───── Entries shown ─────

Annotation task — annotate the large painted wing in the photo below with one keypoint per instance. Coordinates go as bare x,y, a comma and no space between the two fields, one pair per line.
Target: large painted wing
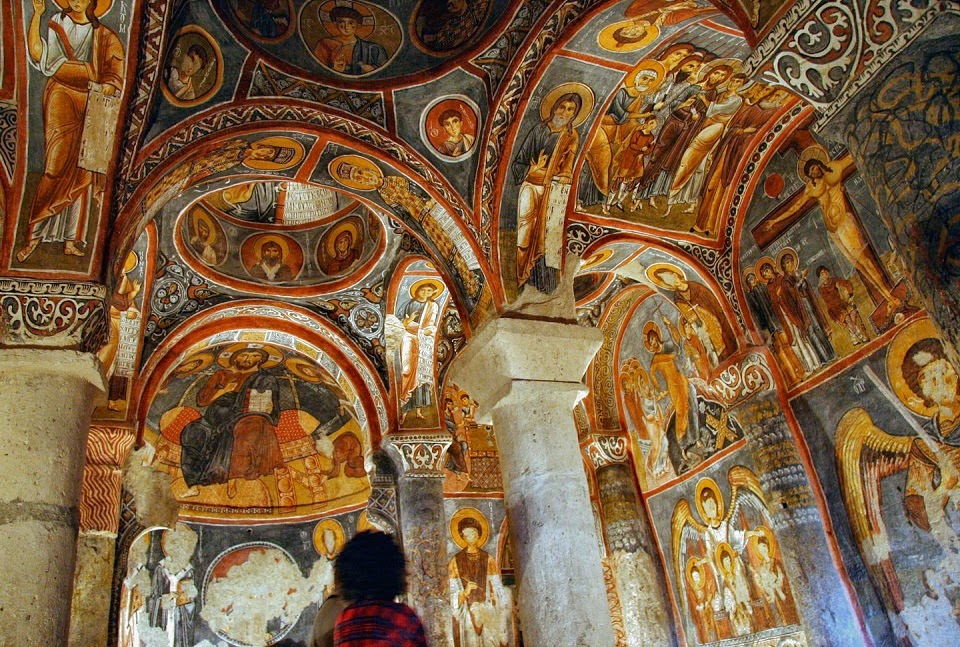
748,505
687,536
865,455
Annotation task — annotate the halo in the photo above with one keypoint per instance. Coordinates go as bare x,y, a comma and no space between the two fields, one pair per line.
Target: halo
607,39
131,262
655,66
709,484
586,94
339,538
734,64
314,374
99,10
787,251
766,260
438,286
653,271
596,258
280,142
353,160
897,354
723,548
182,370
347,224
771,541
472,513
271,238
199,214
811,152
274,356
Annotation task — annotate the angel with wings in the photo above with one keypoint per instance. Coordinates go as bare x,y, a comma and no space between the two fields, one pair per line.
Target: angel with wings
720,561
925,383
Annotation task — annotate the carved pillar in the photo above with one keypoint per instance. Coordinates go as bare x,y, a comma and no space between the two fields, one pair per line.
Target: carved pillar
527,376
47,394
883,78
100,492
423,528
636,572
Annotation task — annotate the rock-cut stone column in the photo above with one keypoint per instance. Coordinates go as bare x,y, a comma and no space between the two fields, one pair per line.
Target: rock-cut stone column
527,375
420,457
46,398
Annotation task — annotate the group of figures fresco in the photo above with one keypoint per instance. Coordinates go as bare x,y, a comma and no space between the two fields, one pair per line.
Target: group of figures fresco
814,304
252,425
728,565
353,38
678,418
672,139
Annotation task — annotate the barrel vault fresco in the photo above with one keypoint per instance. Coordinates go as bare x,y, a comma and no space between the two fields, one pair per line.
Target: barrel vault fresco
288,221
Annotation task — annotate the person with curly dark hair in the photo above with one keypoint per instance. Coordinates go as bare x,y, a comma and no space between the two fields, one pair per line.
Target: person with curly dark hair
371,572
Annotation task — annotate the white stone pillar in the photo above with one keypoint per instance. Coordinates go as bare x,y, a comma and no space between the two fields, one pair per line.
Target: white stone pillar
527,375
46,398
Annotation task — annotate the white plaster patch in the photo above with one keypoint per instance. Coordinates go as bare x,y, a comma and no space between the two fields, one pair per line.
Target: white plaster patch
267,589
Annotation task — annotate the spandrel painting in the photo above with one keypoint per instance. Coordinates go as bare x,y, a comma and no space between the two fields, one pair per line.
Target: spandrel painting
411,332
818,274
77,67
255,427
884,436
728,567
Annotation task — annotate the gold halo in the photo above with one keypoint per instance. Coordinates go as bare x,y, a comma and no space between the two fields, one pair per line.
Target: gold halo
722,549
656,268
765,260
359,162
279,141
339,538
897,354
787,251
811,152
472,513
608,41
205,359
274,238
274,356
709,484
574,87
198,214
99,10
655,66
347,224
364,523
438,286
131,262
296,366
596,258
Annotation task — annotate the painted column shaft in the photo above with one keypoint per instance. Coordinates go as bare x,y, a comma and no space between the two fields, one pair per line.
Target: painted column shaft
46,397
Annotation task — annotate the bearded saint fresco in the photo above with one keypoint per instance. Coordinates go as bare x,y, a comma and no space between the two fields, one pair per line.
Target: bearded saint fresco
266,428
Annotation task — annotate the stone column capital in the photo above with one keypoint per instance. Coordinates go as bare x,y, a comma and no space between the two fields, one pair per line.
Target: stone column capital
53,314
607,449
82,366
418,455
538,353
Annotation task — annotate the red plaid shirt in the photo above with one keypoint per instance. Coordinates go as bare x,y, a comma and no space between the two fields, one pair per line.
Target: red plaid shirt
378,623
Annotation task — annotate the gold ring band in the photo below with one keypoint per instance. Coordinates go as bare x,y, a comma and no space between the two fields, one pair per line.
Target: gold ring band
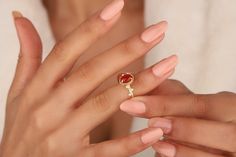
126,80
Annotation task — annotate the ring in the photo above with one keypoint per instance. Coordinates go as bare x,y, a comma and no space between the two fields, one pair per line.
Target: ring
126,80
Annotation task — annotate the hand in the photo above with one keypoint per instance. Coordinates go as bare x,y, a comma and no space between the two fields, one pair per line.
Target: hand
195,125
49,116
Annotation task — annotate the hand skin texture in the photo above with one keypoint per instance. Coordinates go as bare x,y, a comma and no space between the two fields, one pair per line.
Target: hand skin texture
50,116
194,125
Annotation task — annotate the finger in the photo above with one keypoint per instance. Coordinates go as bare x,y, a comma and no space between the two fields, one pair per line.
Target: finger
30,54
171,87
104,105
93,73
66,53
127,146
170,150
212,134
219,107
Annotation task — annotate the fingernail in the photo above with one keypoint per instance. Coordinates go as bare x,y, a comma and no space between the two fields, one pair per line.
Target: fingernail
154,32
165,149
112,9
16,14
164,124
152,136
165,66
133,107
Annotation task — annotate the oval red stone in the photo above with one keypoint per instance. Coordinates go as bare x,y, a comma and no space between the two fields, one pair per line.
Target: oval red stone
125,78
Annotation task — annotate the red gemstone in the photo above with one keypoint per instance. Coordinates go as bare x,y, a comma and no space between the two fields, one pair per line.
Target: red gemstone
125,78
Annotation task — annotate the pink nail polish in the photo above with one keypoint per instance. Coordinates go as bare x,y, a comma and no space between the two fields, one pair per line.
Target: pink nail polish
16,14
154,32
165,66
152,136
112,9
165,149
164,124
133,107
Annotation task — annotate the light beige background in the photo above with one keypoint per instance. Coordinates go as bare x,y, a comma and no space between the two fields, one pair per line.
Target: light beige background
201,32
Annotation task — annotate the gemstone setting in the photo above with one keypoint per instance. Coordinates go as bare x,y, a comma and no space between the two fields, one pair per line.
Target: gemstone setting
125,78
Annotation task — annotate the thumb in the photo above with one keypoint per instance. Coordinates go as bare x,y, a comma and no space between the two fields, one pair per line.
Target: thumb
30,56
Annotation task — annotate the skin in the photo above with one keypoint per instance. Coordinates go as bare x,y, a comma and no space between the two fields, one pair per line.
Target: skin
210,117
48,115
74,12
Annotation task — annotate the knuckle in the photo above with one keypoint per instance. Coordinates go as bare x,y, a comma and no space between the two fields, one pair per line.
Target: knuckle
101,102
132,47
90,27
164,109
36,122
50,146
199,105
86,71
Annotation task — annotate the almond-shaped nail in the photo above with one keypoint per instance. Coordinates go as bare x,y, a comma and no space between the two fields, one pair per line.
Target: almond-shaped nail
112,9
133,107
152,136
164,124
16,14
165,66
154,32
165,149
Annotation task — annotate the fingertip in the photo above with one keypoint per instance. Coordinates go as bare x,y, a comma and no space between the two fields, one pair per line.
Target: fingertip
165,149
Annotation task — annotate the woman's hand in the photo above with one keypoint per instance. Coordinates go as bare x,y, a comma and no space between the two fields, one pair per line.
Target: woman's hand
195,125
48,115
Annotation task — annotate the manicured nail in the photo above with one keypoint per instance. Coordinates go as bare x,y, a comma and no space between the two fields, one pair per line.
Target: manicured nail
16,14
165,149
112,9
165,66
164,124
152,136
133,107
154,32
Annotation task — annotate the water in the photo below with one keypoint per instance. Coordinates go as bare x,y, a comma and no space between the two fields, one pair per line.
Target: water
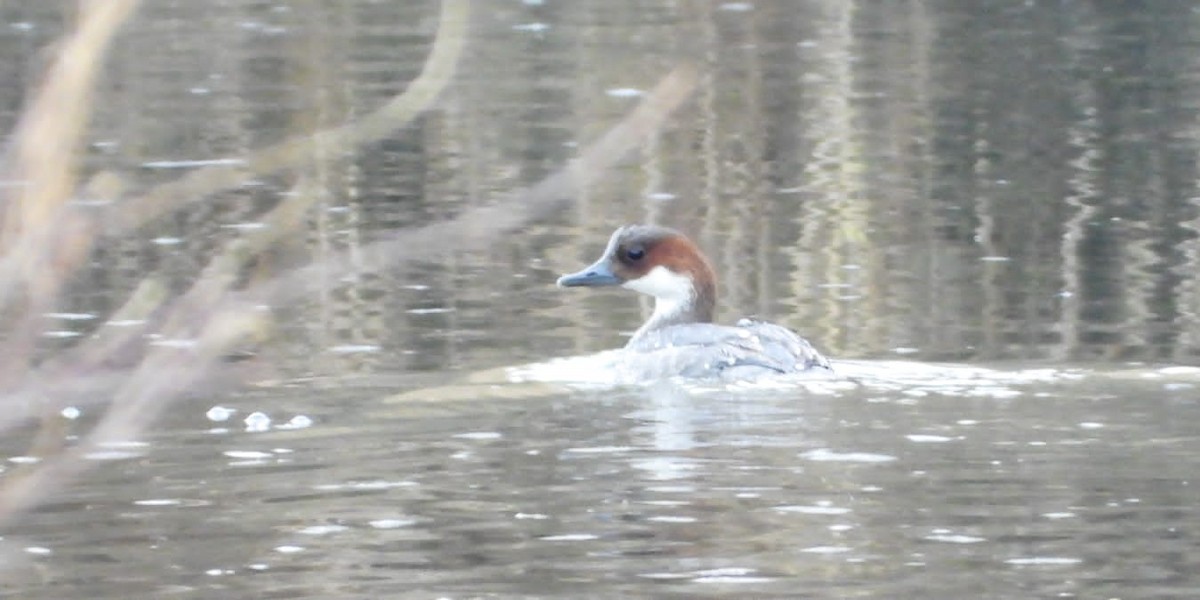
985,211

─────

# [What to produce]
All the lines above are to be reproduced exactly, except the pictures.

# [Result below]
Annotation task — annotate the large painted wing in the photo below with one keypoint per instance. Coordinates go as bare x,y, a comma and no space between the two fields, one pair per line.
Target: large painted wing
748,505
687,536
865,455
Annotation task — annotate the halo in the photo above with one keypoint per instance. Coordinates go as bare x,y, a comma and no space between the two fields, one pair per line.
Target: halo
607,39
131,262
655,66
709,484
586,94
339,538
734,64
314,374
99,10
787,251
766,260
438,286
653,271
596,258
280,142
353,160
897,354
723,548
182,370
347,224
771,541
472,513
271,238
199,214
811,152
274,356
Annotation task — annotate the angel with wings in the photo above with one keypoint per instance. Coordinates go as bare x,y, a comma and no space between the two fields, one pair per line.
Target: angel with wings
720,561
925,383
Annotation task — annotate the carved pillar in the photo above with one keypoint per instance. Coordinates go as bare x,y, a comma and no space between the two fields, one pair per line.
Target: carved pillar
527,376
47,394
883,78
100,492
423,528
636,572
Annotation task — annotate the rock-cut stone column in the photo above with one keypoint per instance. Coordinates go as bare x,y, a comma and no space between the two fields, one pair per line.
Target: rock-cut stone column
527,375
420,457
46,398
Annotation task — annotate the group of figures fresco in the photo above with one keypoint per instance. Coordinates go as bare x,y, a comma and no space between the two fields, one pair per line.
Target: group of figures fresco
814,304
252,425
728,565
353,38
678,418
672,139
Annotation task — annotate the barrel vault fresco in the photo above with one keypoint per instance. Coordinates go as bare x,y, a comma and no space between the two fields, one pair per line.
Target: barrel vault fresco
288,221
Annotation task — annotate the person with curly dark hair in the photo above with one keypoint per instance. Coordinates go as bare x,y, a comma and no space between the two fields, one pair per line.
Target: person with curly dark hair
371,572
Annotation task — annotate the white stone pillar in the photo above with one keypoint per instance. Coordinates go as bare x,y, a comma and no space between the two fields, one pair per line.
Target: white stone pillar
527,375
46,398
Annotation task — annotate the white plaster patch in the photo above with one keypoint per instance. Coordinates go as bare x,y, a comma and no space between the two fields, one pair per line.
Target: white plaster patch
267,589
Annotation task — annotate the spandrel painting in the photo above with one keypoint per instance. Coordinates go as bare x,y, a comma and no space between the two fields, one pair per line.
Target: spandrel painting
411,332
818,274
77,67
255,427
884,436
728,567
Annotation task — annotate the gold halo in the photo above with one keypoint per instance. Coordinates go as bare x,y, a comma and no space between the two fields, one pair per line.
Target: gold halo
722,549
656,268
765,260
359,162
279,141
339,538
897,354
787,251
811,152
472,513
608,41
205,359
274,238
274,356
709,484
574,87
198,214
99,10
655,66
347,224
364,523
438,286
131,262
296,366
596,258
Annotation task — annotate the painted column shaft in the photo above with one keypoint per instance. Coordinates go as bare x,y, a comma and no space between the two fields, one pair per line.
Target: painted column shaft
46,397
Annotation task — annotate the bearded saint fresco in the photo above with one keypoint per instance. Coordinates go as bare x,y, a comma and no space between the two fields, one pair per line.
Target: bearded saint fresco
266,428
Annotation task — annotate the stone column capital in the photo above with one keypoint per instance. Coordinates go as bare x,y, a comma and no space between the two fields, one pair per line.
Target: stone column capital
53,314
607,449
82,366
418,455
538,353
Annotation task — annotate the red plaid shirt in the photo above with one keypoint per instance. Coordinates go as bare x,y, a comma and no space between the two fields, one pair per line.
Target: red plaid shirt
378,623
Annotation task — annotate the gold ring band in the photo below with one keypoint per instance. Coordinates go as bare x,y, a comma and no space between the two fields, one pair per line.
Target: gold ring band
126,80
Annotation task — annotate the ring in the photo above with one keypoint per instance. Coordinates go as bare x,y, a comma and no space between the two fields, one pair per line.
Target: ring
126,80
Annotation task — annotate the hand in the photo above with one keypoint per instance. Coordinates go as bare x,y, a comma and no space between the two fields, one pair per line.
Target: hand
195,125
49,116
Annotation task — annotate the hand skin texture in the photo above with one keypoint per instance. Coordinates go as bare x,y, a comma and no space between the two fields, one pair per line.
Target: hand skin texture
50,116
194,125
Annotation task — annotate the finger in the photo above with one keypoint per instance. Coordinates go as bare x,y, a comma and no space between the two fields, one pair per line.
Target: finger
30,54
171,87
104,105
93,73
66,53
127,146
170,150
212,134
219,107
Annotation task — annotate the fingernail in the photo above with one keypoint per instance. Coordinates go as bare x,y, a comma and no space between the two fields, one pair per line.
Target: fingernail
154,32
165,149
112,9
16,14
164,124
152,136
165,66
133,107
Annotation task — annotate the oval red stone in the photo above with one keypoint per instance. Coordinates go as bare x,y, a comma and no space between the two fields, one pair per line.
Target: oval red stone
125,78
Annotation task — annotate the red gemstone in the photo above with one keypoint per instance. Coordinates go as bare x,y, a comma and no space between the two fields, one pair per line.
Target: red gemstone
125,78
Annotation task — annotate the pink nail polish in the photo above with one keypoint per instance. Coordinates go as bare x,y, a comma and no space between the two fields, one pair per line.
Target: pink nail polish
16,14
154,32
165,66
152,136
112,9
165,149
164,124
133,107
Annotation task — annotate the light beige background in the photo above with one keypoint per instance. Coordinates go as bare x,y, a comma and no space between the two fields, one pair per line.
Target: light beige background
201,32
Annotation task — annotate the gemstone setting in the photo above with one keypoint per instance. Coordinates go as bare x,y, a comma and no space between the two fields, one pair per line.
Target: gemstone setting
125,78
Annotation task — annotate the thumb in the photo above with one keypoint per instance. Coordinates go as bare x,y, a comma and no space between the two fields, one pair per line.
Target: thumb
30,56
Annotation task — annotate the skin in the photo above with one keypoint per instance. Coordinates go as bare x,y, a comma and no space between the two fields, one pair per line.
Target: skin
210,117
48,115
74,12
Annotation task — annotate the knuckle in the photo above with one keypoint per instance. Coordinates go as bare x,y, a comma and no space between the two fields, one pair per line.
Target: knuckle
101,102
132,47
90,27
164,109
36,122
50,146
199,105
86,71
Annotation task — annotate the almond-shaped nail in the photo above with one keypoint per instance. Coordinates go as bare x,y, a comma and no space between the two fields, one pair per line.
Target: almond-shaped nail
112,9
133,107
152,136
164,124
16,14
165,66
154,32
165,149
Annotation task — annotate the fingertip in the photo above with one keypoint per instance. Coordinates go as bare x,y, a comma and no space between the two fields, one pair per line.
Target: fingertip
165,149
Annotation task — annotate the woman's hand in the photo above with one keypoint per instance. Coordinates go as bare x,y, a comma and no space between the two fields, one pair per line.
Target: woman's hand
195,125
48,115
Annotation task — annotate the manicured nail in the photo above with one keypoint per instance. Coordinates go as bare x,y, a comma and no space between the two fields, one pair per line.
Target: manicured nail
16,14
165,149
112,9
165,66
164,124
152,136
133,107
154,32
Annotation task — annotate the water in the photo below with one keypoint per instance. Coordinates go as bare x,y, a comma and no space between the two fields, one pair per line.
Target: water
985,211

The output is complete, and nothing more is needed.